■ **The data**:
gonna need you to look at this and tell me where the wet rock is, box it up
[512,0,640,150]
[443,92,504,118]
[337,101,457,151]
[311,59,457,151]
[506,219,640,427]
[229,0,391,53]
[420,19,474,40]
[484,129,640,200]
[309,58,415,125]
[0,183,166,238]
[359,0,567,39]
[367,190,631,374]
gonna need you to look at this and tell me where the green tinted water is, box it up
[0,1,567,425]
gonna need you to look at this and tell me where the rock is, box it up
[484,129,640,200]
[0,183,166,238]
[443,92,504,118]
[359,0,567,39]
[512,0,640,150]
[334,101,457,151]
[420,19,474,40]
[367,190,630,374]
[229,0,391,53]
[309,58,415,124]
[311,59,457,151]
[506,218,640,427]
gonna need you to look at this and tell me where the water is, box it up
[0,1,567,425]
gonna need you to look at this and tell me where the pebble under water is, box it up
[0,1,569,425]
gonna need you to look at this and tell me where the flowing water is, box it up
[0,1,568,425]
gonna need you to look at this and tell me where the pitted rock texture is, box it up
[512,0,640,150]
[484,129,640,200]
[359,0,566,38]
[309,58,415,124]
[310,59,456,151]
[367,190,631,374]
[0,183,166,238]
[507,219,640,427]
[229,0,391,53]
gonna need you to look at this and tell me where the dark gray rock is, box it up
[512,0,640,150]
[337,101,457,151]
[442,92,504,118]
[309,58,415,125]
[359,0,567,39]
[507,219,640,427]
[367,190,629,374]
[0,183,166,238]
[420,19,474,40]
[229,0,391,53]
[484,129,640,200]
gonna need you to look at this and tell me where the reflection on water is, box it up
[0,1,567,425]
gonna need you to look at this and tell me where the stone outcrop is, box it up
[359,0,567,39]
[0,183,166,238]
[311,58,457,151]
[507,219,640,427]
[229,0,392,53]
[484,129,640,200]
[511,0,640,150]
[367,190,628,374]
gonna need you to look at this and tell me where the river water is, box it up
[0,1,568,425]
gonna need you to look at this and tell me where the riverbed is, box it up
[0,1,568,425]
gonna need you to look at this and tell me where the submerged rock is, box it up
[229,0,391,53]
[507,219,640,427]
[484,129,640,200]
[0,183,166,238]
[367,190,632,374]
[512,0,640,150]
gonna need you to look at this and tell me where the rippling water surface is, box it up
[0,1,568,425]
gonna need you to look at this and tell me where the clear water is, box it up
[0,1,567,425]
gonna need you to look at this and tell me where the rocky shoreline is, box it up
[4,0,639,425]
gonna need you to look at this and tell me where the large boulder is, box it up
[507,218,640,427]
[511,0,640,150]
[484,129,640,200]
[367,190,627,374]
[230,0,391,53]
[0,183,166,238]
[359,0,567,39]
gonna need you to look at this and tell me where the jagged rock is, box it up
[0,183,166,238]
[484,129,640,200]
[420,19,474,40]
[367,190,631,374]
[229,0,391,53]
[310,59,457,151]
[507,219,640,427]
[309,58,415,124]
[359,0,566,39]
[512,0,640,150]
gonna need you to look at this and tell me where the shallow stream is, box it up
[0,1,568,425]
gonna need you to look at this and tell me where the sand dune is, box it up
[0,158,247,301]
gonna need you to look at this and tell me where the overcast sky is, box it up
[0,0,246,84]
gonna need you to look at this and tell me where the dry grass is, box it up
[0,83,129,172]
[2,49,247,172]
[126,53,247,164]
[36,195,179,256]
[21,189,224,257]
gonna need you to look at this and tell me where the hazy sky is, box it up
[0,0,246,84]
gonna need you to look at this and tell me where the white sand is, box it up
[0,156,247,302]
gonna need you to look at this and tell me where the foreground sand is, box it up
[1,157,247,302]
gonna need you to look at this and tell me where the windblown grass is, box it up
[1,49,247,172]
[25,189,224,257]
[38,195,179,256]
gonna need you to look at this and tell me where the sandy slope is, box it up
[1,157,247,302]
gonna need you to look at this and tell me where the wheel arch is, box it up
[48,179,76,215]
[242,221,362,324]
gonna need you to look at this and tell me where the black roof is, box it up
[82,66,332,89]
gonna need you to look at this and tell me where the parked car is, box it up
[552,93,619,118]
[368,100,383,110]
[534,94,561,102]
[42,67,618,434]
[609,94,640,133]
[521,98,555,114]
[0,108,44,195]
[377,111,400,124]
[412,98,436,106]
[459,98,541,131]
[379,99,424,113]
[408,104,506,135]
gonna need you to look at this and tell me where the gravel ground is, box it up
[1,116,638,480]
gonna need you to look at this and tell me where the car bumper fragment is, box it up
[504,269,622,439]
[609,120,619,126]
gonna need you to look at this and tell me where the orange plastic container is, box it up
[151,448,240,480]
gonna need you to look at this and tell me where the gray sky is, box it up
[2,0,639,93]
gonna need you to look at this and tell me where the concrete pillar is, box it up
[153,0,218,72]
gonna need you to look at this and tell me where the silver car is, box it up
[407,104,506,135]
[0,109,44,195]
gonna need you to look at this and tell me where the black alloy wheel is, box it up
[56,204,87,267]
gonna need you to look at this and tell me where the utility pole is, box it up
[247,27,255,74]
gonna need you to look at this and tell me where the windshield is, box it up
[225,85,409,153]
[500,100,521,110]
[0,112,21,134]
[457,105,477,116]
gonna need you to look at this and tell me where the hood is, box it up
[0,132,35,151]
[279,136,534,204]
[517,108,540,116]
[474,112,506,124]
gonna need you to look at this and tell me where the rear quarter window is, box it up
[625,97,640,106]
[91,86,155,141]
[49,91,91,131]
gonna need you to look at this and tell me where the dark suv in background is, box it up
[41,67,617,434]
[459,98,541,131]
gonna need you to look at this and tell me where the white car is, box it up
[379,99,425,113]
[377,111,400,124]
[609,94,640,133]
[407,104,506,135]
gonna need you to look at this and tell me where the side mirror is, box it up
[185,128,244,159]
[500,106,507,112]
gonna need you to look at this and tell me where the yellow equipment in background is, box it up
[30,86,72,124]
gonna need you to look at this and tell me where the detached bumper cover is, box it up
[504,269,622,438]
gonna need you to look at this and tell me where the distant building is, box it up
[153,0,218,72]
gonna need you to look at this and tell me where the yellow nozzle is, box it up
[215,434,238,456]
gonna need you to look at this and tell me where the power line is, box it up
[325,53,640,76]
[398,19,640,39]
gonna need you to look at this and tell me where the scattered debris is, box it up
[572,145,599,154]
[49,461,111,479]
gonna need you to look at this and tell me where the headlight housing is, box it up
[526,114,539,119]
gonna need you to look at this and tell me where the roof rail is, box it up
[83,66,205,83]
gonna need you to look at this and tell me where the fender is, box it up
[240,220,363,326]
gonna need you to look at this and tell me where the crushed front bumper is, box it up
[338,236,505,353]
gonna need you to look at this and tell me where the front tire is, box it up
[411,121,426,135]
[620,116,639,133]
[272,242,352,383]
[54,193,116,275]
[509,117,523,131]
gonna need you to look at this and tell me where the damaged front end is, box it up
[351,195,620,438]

■ **Work order**: Using the entries above, copy exactly the lines from the one containing "tire is, box it up" through the last, both included.

■ **Exercise output**:
gonna need you to look at this and tell me where the front tire is, box it up
[411,121,426,135]
[620,116,639,133]
[272,242,352,383]
[54,193,116,275]
[509,117,523,131]
gonna need you to look at this and tell me where the damaged front end is, box it up
[351,195,620,438]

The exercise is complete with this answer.